Some records:
● ● ●
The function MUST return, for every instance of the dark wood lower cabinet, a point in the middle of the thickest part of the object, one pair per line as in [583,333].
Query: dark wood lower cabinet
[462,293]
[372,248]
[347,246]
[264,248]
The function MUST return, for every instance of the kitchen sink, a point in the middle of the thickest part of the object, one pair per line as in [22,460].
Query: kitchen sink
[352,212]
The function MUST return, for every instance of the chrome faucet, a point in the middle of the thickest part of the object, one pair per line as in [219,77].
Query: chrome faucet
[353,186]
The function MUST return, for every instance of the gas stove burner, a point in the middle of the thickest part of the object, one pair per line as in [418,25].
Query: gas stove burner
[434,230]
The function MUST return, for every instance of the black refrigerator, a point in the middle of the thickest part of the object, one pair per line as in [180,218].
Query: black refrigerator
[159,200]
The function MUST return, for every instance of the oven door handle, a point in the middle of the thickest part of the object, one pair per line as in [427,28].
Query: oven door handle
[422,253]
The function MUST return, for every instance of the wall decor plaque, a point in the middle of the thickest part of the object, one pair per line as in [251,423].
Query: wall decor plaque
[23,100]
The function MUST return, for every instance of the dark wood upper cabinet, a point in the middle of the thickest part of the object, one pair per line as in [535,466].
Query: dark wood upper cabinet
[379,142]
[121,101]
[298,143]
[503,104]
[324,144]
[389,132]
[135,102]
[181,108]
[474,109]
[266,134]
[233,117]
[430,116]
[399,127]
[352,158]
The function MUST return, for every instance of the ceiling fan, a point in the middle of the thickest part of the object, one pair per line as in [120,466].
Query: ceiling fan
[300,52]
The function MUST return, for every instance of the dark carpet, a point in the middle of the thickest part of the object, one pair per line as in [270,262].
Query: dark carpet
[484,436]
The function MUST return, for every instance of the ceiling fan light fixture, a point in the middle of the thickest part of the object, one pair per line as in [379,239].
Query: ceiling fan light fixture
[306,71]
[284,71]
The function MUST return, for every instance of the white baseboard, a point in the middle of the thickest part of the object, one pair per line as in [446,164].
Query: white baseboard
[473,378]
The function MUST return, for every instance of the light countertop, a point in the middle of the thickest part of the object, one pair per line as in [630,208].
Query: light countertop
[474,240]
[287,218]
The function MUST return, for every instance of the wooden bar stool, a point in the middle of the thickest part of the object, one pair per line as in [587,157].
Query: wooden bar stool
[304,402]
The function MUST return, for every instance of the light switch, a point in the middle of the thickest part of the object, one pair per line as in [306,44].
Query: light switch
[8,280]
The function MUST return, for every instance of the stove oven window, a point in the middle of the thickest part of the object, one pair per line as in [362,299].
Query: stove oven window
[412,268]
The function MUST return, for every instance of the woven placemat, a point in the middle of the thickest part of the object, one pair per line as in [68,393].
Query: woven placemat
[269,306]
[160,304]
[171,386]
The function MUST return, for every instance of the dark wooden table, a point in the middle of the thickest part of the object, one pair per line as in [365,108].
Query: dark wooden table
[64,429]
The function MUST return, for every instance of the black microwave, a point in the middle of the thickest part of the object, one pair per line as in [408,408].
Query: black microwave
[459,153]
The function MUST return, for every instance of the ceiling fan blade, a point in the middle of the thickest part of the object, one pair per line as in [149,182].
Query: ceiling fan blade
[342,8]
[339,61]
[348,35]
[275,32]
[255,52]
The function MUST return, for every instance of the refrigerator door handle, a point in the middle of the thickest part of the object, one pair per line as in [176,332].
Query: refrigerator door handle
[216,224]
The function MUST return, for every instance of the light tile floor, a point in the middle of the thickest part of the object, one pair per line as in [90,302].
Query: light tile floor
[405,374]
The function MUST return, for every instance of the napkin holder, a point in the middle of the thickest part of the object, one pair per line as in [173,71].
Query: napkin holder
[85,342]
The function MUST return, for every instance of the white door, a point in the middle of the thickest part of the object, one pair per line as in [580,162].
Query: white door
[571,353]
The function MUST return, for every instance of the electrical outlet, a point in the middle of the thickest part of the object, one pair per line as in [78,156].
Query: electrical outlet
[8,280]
● ● ●
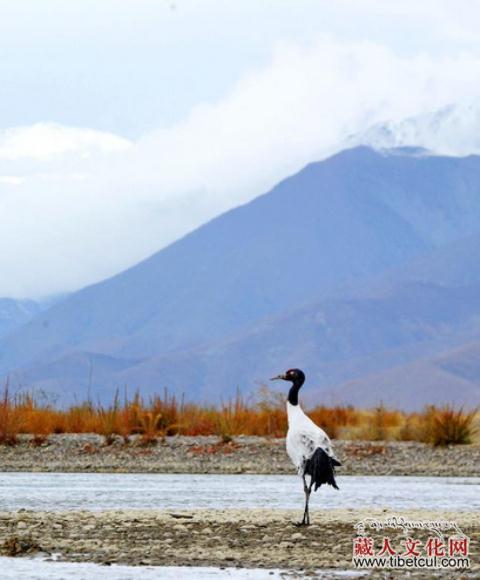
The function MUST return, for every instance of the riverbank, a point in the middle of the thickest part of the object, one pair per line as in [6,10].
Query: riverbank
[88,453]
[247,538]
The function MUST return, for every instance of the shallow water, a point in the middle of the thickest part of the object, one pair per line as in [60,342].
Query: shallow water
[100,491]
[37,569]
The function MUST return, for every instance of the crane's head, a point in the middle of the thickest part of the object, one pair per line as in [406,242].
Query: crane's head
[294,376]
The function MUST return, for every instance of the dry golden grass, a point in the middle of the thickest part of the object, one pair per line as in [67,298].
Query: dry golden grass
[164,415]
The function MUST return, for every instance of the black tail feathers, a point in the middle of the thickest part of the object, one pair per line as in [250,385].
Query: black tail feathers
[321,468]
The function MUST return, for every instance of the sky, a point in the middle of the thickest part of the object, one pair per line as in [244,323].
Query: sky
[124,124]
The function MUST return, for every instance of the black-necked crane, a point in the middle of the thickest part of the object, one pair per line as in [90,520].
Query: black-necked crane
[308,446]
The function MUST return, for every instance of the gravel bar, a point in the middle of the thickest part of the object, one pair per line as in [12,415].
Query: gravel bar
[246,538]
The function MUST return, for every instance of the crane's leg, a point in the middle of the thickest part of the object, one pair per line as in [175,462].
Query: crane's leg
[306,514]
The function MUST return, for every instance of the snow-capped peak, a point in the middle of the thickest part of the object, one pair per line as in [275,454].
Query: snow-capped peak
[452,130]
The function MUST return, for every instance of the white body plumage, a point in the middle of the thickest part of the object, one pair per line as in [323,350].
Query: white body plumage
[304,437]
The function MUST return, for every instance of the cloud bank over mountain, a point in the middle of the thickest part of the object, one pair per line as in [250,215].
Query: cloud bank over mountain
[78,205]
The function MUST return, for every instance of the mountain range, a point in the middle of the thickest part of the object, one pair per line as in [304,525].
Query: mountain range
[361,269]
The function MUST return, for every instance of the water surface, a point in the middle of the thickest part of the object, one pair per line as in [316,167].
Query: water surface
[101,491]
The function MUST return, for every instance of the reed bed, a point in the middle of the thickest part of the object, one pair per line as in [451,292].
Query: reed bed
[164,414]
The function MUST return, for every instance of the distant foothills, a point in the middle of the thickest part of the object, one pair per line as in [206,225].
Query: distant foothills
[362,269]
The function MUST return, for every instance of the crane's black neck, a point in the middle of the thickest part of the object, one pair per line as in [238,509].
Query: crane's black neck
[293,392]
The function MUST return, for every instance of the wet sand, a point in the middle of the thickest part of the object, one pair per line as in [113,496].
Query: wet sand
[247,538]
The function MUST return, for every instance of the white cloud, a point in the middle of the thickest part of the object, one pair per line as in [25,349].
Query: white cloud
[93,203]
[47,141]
● ● ●
Brief:
Which lines in the records contain the string "shallow"? Locate each one and copy it in full, matching case exactly.

Solved exercise:
The function MUST return, for every instance of the shallow water, a point in the middle of the thickest part of the object, one pair per line as in [60,342].
Query: shallow water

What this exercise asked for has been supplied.